[Exercise instructions]
Include in the output the line containing "A point marks every instance of the rocky" and each subsequent line of the records, through the end, transcribed exactly. Add nothing else.

[Material provided]
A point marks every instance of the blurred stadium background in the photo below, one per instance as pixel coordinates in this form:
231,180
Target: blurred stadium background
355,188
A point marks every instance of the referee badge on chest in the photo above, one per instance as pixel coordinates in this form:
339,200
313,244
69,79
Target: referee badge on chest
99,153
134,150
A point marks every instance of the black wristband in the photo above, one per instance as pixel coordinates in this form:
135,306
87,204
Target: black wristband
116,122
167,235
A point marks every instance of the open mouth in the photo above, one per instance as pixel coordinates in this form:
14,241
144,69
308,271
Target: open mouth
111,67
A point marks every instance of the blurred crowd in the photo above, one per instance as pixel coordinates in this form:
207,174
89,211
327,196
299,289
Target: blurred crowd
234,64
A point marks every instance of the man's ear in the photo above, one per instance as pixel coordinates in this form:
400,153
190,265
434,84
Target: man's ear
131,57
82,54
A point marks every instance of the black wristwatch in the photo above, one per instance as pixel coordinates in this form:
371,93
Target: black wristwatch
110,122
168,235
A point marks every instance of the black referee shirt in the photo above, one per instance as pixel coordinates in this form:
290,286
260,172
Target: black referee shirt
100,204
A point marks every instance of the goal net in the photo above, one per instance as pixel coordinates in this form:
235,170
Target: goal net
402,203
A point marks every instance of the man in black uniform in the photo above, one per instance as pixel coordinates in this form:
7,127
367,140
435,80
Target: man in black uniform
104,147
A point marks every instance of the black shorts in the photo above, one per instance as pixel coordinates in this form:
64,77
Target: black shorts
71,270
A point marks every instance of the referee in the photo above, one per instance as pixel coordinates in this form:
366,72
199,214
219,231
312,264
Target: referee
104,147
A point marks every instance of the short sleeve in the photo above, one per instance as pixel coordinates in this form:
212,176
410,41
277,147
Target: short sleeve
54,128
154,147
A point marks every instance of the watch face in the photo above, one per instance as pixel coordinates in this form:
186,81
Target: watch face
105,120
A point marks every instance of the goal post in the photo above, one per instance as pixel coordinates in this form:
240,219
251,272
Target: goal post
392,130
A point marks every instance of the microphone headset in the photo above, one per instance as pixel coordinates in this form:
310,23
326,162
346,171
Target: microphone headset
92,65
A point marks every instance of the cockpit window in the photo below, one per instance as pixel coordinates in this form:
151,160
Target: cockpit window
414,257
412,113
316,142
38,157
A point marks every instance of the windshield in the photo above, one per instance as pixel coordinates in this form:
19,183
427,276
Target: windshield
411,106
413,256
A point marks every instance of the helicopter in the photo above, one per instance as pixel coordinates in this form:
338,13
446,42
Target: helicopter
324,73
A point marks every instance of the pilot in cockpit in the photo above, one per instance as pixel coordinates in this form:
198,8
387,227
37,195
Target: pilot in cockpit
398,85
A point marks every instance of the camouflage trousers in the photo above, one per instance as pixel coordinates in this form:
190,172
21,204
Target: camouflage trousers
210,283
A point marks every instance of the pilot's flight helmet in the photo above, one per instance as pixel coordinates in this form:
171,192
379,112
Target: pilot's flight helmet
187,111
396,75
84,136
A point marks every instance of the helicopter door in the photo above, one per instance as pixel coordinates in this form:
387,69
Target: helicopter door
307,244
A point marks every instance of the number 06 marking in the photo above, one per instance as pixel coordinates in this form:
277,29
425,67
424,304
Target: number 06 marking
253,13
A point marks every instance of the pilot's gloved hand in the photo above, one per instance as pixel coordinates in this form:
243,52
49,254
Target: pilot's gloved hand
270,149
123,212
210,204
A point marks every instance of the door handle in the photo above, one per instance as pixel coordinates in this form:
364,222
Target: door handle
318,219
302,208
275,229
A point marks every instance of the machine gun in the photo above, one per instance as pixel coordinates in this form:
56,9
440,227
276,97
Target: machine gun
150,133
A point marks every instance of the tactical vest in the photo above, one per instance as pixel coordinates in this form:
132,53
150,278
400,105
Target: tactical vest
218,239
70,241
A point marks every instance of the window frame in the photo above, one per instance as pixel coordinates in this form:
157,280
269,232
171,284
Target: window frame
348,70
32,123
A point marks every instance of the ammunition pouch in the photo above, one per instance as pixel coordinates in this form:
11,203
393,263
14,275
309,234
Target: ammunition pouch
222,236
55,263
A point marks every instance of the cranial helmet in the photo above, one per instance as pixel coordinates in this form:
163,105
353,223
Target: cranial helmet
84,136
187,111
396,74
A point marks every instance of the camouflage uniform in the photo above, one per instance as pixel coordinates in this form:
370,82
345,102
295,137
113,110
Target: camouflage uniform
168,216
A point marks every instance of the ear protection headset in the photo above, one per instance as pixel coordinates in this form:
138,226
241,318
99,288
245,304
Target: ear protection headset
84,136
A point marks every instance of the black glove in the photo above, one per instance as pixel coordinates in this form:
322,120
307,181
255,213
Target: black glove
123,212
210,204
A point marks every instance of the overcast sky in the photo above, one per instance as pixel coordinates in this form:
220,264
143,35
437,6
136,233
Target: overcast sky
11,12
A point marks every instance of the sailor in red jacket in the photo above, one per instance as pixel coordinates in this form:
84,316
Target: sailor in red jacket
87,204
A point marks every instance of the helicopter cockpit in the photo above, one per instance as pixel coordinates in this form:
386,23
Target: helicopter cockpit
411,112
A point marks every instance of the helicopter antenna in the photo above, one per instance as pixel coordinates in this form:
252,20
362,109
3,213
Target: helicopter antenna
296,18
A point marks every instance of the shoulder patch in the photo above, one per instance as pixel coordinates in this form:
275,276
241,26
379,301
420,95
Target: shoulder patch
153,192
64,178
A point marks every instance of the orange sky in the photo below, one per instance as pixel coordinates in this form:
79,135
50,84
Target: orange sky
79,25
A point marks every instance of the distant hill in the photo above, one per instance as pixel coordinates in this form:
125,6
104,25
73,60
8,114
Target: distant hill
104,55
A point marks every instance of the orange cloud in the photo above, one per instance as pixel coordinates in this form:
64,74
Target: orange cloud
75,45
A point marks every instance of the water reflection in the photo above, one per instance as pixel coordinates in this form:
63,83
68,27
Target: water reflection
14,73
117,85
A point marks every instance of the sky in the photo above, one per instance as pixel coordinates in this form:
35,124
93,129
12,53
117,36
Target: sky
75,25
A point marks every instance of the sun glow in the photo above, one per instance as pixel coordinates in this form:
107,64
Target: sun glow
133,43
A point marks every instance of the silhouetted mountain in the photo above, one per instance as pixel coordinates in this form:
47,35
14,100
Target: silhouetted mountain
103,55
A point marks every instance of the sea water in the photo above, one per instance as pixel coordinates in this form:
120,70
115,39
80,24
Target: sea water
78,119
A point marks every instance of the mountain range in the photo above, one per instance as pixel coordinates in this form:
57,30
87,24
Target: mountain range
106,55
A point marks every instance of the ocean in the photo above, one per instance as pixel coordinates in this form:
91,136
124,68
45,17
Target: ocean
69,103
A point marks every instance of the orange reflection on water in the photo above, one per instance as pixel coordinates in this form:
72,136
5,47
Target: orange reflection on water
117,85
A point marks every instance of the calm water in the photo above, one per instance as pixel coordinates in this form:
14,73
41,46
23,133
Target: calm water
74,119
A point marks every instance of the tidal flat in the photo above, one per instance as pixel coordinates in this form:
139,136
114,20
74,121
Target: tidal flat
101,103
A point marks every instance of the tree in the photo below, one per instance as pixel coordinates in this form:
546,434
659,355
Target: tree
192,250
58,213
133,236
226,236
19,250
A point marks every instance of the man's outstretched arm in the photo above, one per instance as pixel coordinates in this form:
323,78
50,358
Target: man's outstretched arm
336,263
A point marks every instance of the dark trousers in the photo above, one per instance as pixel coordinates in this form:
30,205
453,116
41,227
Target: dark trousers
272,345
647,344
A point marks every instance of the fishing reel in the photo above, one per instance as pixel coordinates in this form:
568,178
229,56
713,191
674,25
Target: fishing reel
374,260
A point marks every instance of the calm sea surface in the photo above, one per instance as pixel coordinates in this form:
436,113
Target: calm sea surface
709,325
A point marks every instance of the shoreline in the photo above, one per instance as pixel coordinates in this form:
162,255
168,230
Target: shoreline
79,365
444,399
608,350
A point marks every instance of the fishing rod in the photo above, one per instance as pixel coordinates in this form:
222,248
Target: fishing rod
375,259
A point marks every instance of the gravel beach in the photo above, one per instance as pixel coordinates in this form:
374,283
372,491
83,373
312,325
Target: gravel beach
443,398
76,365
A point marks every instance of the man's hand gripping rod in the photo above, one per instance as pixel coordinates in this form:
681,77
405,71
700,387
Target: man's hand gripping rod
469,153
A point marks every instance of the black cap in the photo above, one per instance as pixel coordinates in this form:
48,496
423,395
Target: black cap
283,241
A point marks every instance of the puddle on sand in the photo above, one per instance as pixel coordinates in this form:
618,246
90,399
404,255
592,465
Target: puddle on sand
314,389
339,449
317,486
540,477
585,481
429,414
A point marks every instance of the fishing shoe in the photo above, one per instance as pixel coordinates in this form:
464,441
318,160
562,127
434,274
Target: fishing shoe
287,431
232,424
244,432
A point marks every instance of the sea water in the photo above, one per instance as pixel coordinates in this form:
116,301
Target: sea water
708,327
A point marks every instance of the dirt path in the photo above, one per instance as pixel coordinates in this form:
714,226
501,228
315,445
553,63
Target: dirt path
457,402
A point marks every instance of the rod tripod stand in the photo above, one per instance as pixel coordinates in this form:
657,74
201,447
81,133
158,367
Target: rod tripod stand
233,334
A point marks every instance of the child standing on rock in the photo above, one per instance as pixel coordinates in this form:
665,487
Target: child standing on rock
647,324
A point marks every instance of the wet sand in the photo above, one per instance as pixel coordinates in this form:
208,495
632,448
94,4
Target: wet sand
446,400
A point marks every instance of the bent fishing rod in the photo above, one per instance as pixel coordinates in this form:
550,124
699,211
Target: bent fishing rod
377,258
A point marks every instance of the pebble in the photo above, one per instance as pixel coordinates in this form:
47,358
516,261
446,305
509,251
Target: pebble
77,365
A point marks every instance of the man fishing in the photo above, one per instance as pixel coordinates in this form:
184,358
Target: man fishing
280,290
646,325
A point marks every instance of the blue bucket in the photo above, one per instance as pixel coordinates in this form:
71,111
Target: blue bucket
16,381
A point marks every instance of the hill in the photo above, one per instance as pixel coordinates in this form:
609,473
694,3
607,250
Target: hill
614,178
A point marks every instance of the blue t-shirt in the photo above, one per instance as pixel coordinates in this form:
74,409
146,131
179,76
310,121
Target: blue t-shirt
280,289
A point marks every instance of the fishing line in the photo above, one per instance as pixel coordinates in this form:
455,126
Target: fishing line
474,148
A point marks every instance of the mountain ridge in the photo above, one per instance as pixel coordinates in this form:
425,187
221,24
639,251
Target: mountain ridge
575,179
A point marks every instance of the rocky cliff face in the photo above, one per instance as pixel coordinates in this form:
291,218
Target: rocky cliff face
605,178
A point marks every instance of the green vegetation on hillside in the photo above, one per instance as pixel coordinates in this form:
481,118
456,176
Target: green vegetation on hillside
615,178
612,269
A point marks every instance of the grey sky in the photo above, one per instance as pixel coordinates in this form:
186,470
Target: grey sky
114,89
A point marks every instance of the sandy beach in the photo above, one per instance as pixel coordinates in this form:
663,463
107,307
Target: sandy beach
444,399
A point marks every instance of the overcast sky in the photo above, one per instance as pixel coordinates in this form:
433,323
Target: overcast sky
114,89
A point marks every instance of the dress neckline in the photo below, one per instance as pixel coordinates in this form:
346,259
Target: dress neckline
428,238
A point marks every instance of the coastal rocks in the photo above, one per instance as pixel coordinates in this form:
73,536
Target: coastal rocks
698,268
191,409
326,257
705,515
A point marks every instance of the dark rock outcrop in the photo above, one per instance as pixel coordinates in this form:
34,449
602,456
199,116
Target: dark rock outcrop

[Output below]
A point marks every instance of the rocky cliff face in the photo above, one per instance as pixel coordinates in this form:
291,218
Target: rocky cliff face
605,178
A point marks every instance of the green vegetation on hillside in the photo above, one per instance as pixel coordinates in this form:
481,118
456,176
Target: green vegetation on hillside
615,178
612,269
A point marks every instance of the grey sky in the photo above, one per instance as pixel coordinates in this form:
186,470
Target: grey sky
114,89
A point marks every instance of the sandy beach in the photo above, one per instance as pixel coordinates in this form:
663,463
107,307
Target: sandy beach
444,399
A point marks every instance of the overcast sky in the photo above, one per instance as pixel coordinates in this form:
433,323
Target: overcast sky
114,89
A point marks every instance of the dress neckline in the photo below, one per instance as pixel coordinates in this form:
346,259
Target: dress neckline
428,238
A point marks every instance of the coastal rocks in the photo above, one per instance as pixel coordinates in this form:
73,536
Target: coastal rocks
698,268
191,409
326,257
705,515
A point marks every instance of the dark rock outcrop in the photo above, one per instance as pixel coordinates in this form:
34,449
602,456
199,116
Target: dark rock outcrop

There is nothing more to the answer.